-- start Source data --
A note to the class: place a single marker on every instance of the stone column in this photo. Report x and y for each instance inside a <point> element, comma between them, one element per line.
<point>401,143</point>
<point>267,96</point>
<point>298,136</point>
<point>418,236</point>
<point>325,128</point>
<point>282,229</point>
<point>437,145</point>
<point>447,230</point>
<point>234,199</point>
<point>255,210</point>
-- end Source data --
-- start Source data --
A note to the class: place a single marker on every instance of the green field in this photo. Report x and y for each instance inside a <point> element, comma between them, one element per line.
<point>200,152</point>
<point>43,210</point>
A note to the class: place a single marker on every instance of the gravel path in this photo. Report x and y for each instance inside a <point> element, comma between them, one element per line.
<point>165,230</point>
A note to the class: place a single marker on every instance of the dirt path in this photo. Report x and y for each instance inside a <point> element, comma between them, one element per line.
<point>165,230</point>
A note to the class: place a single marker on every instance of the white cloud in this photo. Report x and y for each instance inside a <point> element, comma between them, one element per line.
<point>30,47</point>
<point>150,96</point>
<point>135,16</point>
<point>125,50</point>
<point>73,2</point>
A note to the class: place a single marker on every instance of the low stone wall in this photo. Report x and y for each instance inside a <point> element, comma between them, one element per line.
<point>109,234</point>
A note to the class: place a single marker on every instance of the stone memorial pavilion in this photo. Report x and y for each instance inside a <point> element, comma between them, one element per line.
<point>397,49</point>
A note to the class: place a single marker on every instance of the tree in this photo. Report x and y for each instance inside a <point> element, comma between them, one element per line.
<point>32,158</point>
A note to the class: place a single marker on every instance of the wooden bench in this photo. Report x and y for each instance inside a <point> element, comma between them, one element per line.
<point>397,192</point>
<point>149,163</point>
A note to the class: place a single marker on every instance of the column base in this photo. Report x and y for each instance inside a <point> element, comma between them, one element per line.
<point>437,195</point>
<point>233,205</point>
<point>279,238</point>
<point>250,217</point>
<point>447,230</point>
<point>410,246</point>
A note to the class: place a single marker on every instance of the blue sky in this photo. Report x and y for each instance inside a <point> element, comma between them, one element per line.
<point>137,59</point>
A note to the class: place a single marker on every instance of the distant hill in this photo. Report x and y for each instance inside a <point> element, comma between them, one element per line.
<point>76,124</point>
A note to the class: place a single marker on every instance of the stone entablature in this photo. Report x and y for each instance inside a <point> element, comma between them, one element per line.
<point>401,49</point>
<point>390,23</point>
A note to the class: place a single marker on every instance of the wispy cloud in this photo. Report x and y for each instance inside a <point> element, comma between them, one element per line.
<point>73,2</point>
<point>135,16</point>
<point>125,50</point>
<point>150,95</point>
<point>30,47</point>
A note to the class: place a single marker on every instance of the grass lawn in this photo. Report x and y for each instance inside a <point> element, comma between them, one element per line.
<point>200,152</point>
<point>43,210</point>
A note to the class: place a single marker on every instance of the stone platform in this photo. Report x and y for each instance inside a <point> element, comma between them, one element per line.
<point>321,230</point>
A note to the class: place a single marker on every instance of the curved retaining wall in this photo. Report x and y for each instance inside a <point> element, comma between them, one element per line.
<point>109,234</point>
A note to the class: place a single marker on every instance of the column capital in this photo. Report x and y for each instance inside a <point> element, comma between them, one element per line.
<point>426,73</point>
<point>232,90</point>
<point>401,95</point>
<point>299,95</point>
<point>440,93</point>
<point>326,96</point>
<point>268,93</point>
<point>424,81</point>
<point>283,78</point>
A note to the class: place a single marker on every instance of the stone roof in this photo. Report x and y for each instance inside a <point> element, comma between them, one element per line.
-- end Source data --
■ **Aim of the exercise**
Render the items from the line containing "the stone column" through the line containing "<point>255,210</point>" as a numbered list, omitting blank lines.

■ **Task result**
1. A note to the class: place a single marker on every instance of the stone column in this photo. Report x and y for each instance inside a <point> element, comma between them, one element per line.
2. <point>401,143</point>
3. <point>267,96</point>
4. <point>298,136</point>
5. <point>418,236</point>
6. <point>325,128</point>
7. <point>282,229</point>
8. <point>437,145</point>
9. <point>447,230</point>
10. <point>234,199</point>
11. <point>255,210</point>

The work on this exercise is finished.